* Problem requirements: What's needed is an exact copy of all the data below, without pictures.

Natural language region descriptions
__________

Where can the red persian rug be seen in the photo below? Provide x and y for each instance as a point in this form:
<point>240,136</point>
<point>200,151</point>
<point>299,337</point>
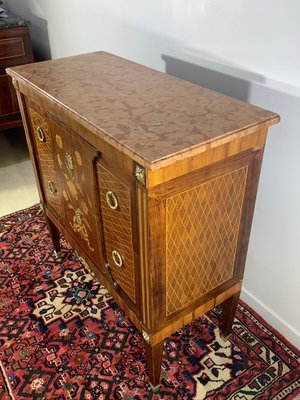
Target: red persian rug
<point>63,337</point>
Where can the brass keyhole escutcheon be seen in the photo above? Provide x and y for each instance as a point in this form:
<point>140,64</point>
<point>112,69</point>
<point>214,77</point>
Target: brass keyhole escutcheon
<point>112,200</point>
<point>78,218</point>
<point>40,134</point>
<point>69,161</point>
<point>51,187</point>
<point>117,258</point>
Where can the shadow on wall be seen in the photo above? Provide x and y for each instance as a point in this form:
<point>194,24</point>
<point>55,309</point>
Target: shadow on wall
<point>38,31</point>
<point>211,78</point>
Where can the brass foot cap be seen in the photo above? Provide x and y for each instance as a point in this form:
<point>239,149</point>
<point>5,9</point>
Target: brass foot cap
<point>225,338</point>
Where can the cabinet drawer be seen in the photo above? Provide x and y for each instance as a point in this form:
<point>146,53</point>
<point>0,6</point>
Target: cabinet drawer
<point>42,141</point>
<point>116,221</point>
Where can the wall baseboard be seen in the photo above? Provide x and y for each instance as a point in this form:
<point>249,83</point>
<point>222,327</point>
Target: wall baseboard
<point>278,323</point>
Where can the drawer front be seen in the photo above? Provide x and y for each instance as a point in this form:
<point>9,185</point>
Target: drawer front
<point>74,159</point>
<point>117,229</point>
<point>42,141</point>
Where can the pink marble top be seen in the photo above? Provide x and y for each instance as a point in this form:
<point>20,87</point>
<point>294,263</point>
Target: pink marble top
<point>153,115</point>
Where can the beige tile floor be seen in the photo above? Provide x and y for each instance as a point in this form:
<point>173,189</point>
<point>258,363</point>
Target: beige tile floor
<point>17,183</point>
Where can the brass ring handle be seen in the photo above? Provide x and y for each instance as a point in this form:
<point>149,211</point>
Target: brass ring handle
<point>40,134</point>
<point>51,187</point>
<point>69,161</point>
<point>111,200</point>
<point>117,258</point>
<point>78,218</point>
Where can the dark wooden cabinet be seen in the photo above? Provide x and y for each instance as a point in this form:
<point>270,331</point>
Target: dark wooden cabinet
<point>15,49</point>
<point>151,179</point>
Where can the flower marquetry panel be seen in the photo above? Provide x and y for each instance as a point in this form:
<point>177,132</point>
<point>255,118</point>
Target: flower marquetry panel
<point>74,160</point>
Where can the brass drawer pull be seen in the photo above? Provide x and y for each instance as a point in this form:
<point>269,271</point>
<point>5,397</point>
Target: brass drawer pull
<point>112,200</point>
<point>78,218</point>
<point>40,134</point>
<point>117,258</point>
<point>69,161</point>
<point>51,187</point>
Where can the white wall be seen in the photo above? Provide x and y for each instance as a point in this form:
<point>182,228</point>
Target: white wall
<point>248,49</point>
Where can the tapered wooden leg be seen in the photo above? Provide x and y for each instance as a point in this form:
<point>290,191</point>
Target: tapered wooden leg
<point>154,357</point>
<point>54,234</point>
<point>229,309</point>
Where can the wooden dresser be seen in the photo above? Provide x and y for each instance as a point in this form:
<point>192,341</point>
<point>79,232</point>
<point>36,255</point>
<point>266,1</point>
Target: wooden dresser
<point>15,49</point>
<point>151,179</point>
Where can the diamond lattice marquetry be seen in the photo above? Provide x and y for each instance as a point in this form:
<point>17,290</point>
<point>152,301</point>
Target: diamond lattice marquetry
<point>202,231</point>
<point>117,229</point>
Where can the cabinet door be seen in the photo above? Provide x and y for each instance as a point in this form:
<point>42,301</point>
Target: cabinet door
<point>43,146</point>
<point>75,164</point>
<point>117,221</point>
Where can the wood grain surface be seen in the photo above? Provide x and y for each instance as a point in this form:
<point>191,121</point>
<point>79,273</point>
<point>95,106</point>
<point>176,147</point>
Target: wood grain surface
<point>149,115</point>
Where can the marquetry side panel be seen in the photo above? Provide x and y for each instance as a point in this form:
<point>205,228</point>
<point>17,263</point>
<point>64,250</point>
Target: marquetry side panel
<point>202,226</point>
<point>44,151</point>
<point>117,229</point>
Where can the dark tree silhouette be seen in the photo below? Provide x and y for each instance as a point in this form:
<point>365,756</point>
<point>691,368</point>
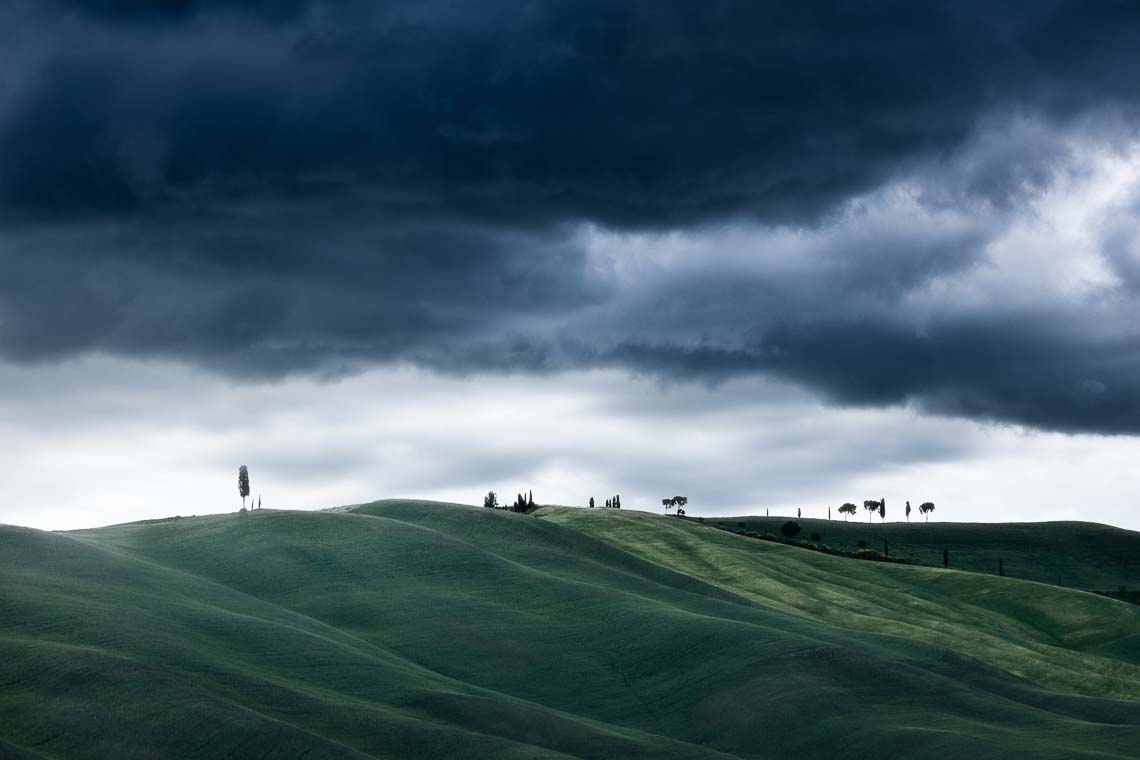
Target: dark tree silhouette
<point>790,528</point>
<point>243,483</point>
<point>871,507</point>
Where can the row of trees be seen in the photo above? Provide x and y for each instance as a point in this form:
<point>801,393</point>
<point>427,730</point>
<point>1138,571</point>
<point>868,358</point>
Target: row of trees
<point>521,503</point>
<point>880,507</point>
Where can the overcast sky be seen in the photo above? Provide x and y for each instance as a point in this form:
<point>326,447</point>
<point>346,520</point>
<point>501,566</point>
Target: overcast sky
<point>766,255</point>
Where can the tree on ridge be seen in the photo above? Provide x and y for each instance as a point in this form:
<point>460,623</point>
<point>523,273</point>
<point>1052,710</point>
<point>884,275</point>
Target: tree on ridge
<point>243,483</point>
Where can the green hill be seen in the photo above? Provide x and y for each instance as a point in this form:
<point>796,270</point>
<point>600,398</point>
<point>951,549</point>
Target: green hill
<point>413,629</point>
<point>1072,554</point>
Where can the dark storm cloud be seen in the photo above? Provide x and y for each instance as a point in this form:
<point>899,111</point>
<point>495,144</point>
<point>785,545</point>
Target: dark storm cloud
<point>274,187</point>
<point>623,113</point>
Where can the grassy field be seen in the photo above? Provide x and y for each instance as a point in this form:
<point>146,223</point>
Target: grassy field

__________

* Output:
Where can the red persian rug be seen in the photo below? Provide x and y for each instance as a point in this form:
<point>240,136</point>
<point>200,151</point>
<point>299,337</point>
Target: red persian rug
<point>63,337</point>
Where can the brass keyhole escutcheon be seen in the photo above? Provide x and y for each instance as a point in this form:
<point>140,64</point>
<point>112,69</point>
<point>214,77</point>
Target: brass keyhole escutcheon
<point>112,200</point>
<point>78,218</point>
<point>40,134</point>
<point>69,161</point>
<point>51,187</point>
<point>117,258</point>
Where can the shadow on wall be seen in the photo above? Provide x and y for each instance as a point in this form:
<point>194,24</point>
<point>55,309</point>
Target: shadow on wall
<point>38,31</point>
<point>211,78</point>
Where can the brass foot cap be seen in the photo above? Provide x and y for each instance as a point in this form:
<point>239,149</point>
<point>5,9</point>
Target: brass foot cap
<point>225,338</point>
Where can the cabinet drawer be seen in the photo above? Provide x and y for each instance as a point in this form:
<point>146,53</point>
<point>0,6</point>
Target: cabinet drawer
<point>42,141</point>
<point>116,221</point>
Where can the wall baseboard be seen in the photo above? Provide x and y for each instance as a point in this form:
<point>249,83</point>
<point>222,327</point>
Target: wall baseboard
<point>278,323</point>
Where can the drawer front be seen in the photo above? Provide x and y for each instance as a point in this form:
<point>9,185</point>
Target: drawer front
<point>74,159</point>
<point>117,229</point>
<point>42,141</point>
Where can the pink marble top be seen in the photo above? Provide x and y for each instance as a point in this form:
<point>20,87</point>
<point>294,263</point>
Target: pink marble top
<point>153,115</point>
Where can the beige tile floor be seen in the photo above? Provide x and y for each instance as a point in this form:
<point>173,189</point>
<point>258,363</point>
Target: beige tile floor
<point>17,183</point>
Where can the brass ring handle be seen in the photo above? Provide x and y for each instance as a point in this form:
<point>149,211</point>
Target: brass ring handle
<point>40,134</point>
<point>51,187</point>
<point>69,161</point>
<point>111,200</point>
<point>117,258</point>
<point>78,218</point>
Where can the dark wooden cabinet be seen in the photo above? Provide x and y for each instance as a point in this form:
<point>270,331</point>
Target: dark wooden cabinet
<point>15,49</point>
<point>151,179</point>
Where can the flower marquetry panel be seen in the photo above? Provide x and y for each instance as a point in this form:
<point>177,132</point>
<point>255,118</point>
Target: flower marquetry panel
<point>74,160</point>
Where can the brass drawer pull be seen in the photo above? Provide x and y for each instance as a point in this form:
<point>269,271</point>
<point>5,397</point>
Target: brass drawer pull
<point>112,200</point>
<point>78,218</point>
<point>40,134</point>
<point>117,258</point>
<point>69,161</point>
<point>51,187</point>
Where can the white wall be seen in the photo above? Provide x and y for each instance as a point in this form:
<point>182,228</point>
Target: white wall
<point>248,49</point>
Where can the tapered wooden leg be seen in the photo above? Provide x and y for each instance as a point in this form:
<point>290,191</point>
Target: tapered wooden leg
<point>154,357</point>
<point>54,234</point>
<point>229,309</point>
Where can the wooden dresser be seen in the photo above? Provide x and y for each instance as a point in this form:
<point>192,341</point>
<point>79,232</point>
<point>36,255</point>
<point>266,1</point>
Target: wooden dresser
<point>15,49</point>
<point>151,179</point>
Where can the diamond lattice marquetry be seen in the photo above? Provide x and y for each instance as a point in this form:
<point>17,290</point>
<point>152,301</point>
Target: diamond lattice marquetry
<point>202,231</point>
<point>117,229</point>
Where can the cabinet door be seen in the photo above? Provide x and y for each instance as a point in this form:
<point>42,301</point>
Target: cabinet door
<point>43,146</point>
<point>75,164</point>
<point>117,221</point>
Where can the wood grain surface be seen in the photo above? Provide x and y for each instance as a point in this form:
<point>191,121</point>
<point>79,273</point>
<point>95,106</point>
<point>176,147</point>
Target: wood grain surface
<point>149,115</point>
Where can the marquetry side panel be seen in the photo above? Provide x and y for each instance as a point in this form:
<point>205,228</point>
<point>17,263</point>
<point>64,250</point>
Target: marquetry side panel
<point>202,226</point>
<point>44,151</point>
<point>117,229</point>
Where can the dark tree silhouette be seen in the photo below? Provide x and y for each instance as a point in this form:
<point>365,756</point>
<point>691,368</point>
Target: dark tree silhouette
<point>790,528</point>
<point>243,483</point>
<point>871,507</point>
Where can the row of trees be seen in the photo above? Provide x and y for each instance as a point in this form:
<point>801,393</point>
<point>427,730</point>
<point>1138,571</point>
<point>868,358</point>
Target: row of trees
<point>521,503</point>
<point>880,507</point>
Where can the overcast sky be seen in the photo above? Provide x and y for each instance as a point in this form:
<point>326,447</point>
<point>346,520</point>
<point>501,566</point>
Target: overcast sky
<point>766,255</point>
Where can the tree on ridge be seen in the photo above? Provide x and y for each instance as a point in this form:
<point>460,623</point>
<point>523,273</point>
<point>1052,710</point>
<point>884,275</point>
Target: tree on ridge
<point>243,483</point>
Where can the green hill be seen in the photo above? Provide x and y for each instance as a point in this form:
<point>796,270</point>
<point>600,398</point>
<point>951,549</point>
Target: green hill
<point>413,629</point>
<point>1072,554</point>
Where can the dark storm cloud be seen in the photo above? Provide x and y for each instance as a point in this form:
<point>899,111</point>
<point>495,144</point>
<point>785,545</point>
Target: dark storm cloud
<point>274,187</point>
<point>623,113</point>
Where can the grassy field be seen in the photo above? Provide x and y for each instance as a point in this form:
<point>146,223</point>
Target: grassy field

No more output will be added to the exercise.